• _What is asked_:
1. From the passage on urban land in China, pull out the words from "Topographic complexity of" to "in other regions.", copied word for word.
2. Write what comes next in the passage on urban settlements in China, starting after its last sentence.

Eastern provinces (municipalities) cover less than 10% of the whole national land area, however, 41.84% of all urban lands were concentrated there already at the end of the 1980s; this share increased to 52.28% in 2010. Urban lands have therefore increased 2.63 times in these areas since the 1980s. Western provinces (municipalities) cover more than two-thirds of the whole national land area; however, urban lands covered only 21.45% at the end of the 1980s and that decreased to 17.27% of all urban lands in 2010. The growth rate of urban lands, at 1.32 times, measured significantly slower for the monitored time period. In the central areas and the northeastern areas urban lands increased 1.62 times and 0.99 times, respectively during the monitored time period. In general, the proportion and growth speed of urban lands reveals large regional differences in China.

5.2. Urban Categories in the End of 1980s and 2010

This study found that the developed ‘urban development index’ values changed considerably within the time period from the late 1980s until 2010. This is especially true for the population and economy capacity, followed by the landscape dispersion. The topographic complexity did not change significantly although expanding urban lands settled in new regions. 340 cities were classified into nine categories in the 1980s; however only seven categories were classified in 2010 for two reasons: First, the same Euclidean distance between different categories was set as threshold according to the Bemirmen criteria [56]; second, the differences of the ‘urban development index’ values between different cities decreased from the 1980s to 2010.
The characteristics of each category were presented by the mean values of the three principle components (topographic complexity, landscape dispersion, and population and economic capacity). The values of principle components of each category were further semantically described by ‘extremely high’, ‘high’, ‘medium’, ‘low’, and ‘extremely low’ for interpretation. Ultimately, all categories were described by their prominent features for understanding, the description priorities are given to altitude and population (Table 5).

5.3. The Spatial Distributions of Urban Categories in the End of 1980s and 2010

The spatial distributions of urban settlement categories in the end of 1980s and 2010 are shown in Figure 3 and Figure 4. Urban settlements in different categories in the two figures correspond to the categories in Table 5.
The dynamic and disparity of population and economic capacity is the highest during the end of the 1980s and 2010, followed by landscape dispersion and topographic complexity. The temporal changes of urban settlement pattern show that more homogeneous attributes of urban settlement are measured in 2010 than in the 1980s. In other words, the disparity of the attributes of urban lands in the 1980s is more remarkable than in 2010.
In general, the comparison of categories of urban settlement across the country reveals that the northwestern region features homogeneous attributes while in the southeastern region of China more variable attributes of urban settlement are measured. Therefore, fewer categories and simple patterns of urban settlement are found in the northwestern region of China, but multiple categories and complex patterns of urban settlement characterize the southeastern region of China.
Topographic complexity of urban settlements is the highest in the southwestern of China, because of its complex terrain and landform. The landscape dispersion of urban settlements in central and coastal provinces is the highest. In western inland areas or metropolitan regions, the dispersion is generally low. Population and economic capacity of urban settlements in the southwestern and southeastern coastal region of China is significantly higher than that in other regions.

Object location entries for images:
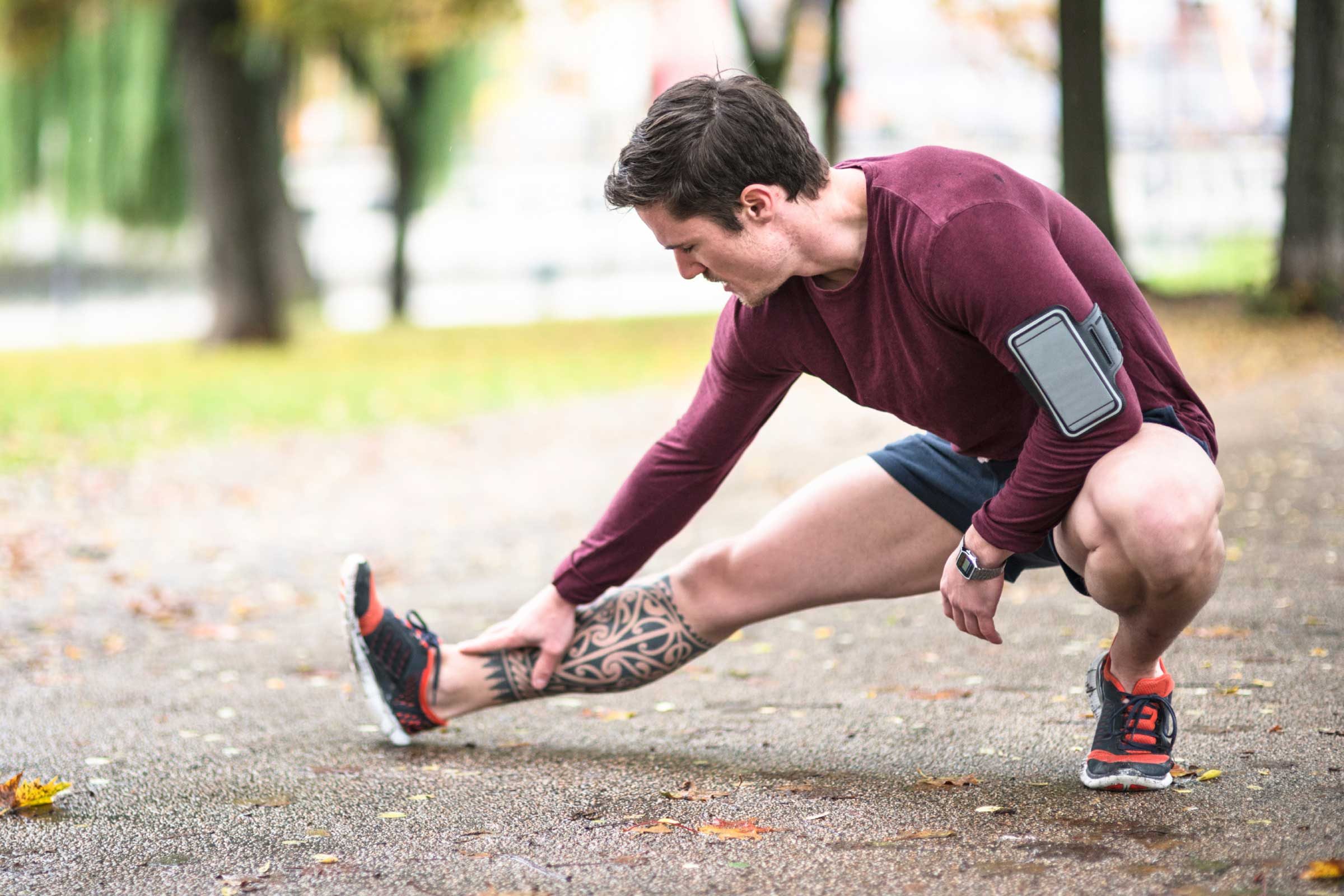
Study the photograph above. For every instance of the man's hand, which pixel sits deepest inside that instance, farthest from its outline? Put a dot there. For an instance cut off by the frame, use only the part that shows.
(972, 605)
(546, 621)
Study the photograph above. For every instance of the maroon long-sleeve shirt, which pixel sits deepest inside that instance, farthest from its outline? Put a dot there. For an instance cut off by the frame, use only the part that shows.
(960, 250)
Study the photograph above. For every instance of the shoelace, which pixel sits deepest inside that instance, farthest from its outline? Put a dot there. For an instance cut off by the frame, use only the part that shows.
(416, 622)
(1126, 720)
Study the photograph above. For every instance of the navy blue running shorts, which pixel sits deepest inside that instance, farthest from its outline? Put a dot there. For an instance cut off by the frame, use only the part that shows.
(956, 487)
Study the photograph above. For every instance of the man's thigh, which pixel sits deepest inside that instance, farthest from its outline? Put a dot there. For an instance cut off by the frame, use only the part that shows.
(1152, 470)
(850, 535)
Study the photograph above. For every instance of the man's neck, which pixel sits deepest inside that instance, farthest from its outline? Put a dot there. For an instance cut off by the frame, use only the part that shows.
(834, 231)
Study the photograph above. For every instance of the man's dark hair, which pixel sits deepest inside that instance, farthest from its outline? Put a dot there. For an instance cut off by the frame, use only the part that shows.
(709, 137)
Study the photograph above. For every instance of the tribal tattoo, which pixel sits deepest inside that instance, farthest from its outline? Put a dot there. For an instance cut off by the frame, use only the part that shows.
(624, 640)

• _Task results_:
1.
Topographic complexity of urban settlements is the highest in the southwestern of China, because of its complex terrain and landform. The landscape dispersion of urban settlements in central and coastal provinces is the highest. In western inland areas or metropolitan regions, the dispersion is generally low. Population and economic capacity of urban settlements in the southwestern and southeastern coastal region of China is significantly higher than that in other regions.

2.
5.4. Evolutions of Settlement Pattern of Urban Lands during 1980s and 2010

According to Section 4.3, seven geographic zones across China were found where settlement patterns were relatively constant (they are named A, B, C, G, J, O, and Q, respectively) and there were ten zones, which featured changing settlement pattern (they are named D, E, F, H, I, K, L, M, N, and P, respectively) (Table 6). The stable regions are mainly found in the western regions, while the changing regions are mainly located in the central, eastern, and northeast regions (Figure 5).
The study shows that the topographic complexities of urban settlements are generally the highest in western regions of China. Although urban expansion took place, the newly developed land did not alter the topographic complexity in the period of monitoring. The area covers zones A, B, C, E, and F. In contrast, the topographic complexities of urban settlements are generally the lowest in eastern coastal low-lands of China. They are measured unchanged or with moderate decrease. The involved area covers zone J, K, M, and O. Topographic complexities of urban settlements in central and northeast regions are generally at a medium level, and switch back and forth between low and high.
The evolution of urban landscape dispersion is generally highest in central China and in parts of the eastern regions, covering zones L, M, N, and K. Landscape dispersions in Xizang and Qinghai (zone B and C) featured the lowest values on the national scale. Landscape dispersions in other regions are moderate.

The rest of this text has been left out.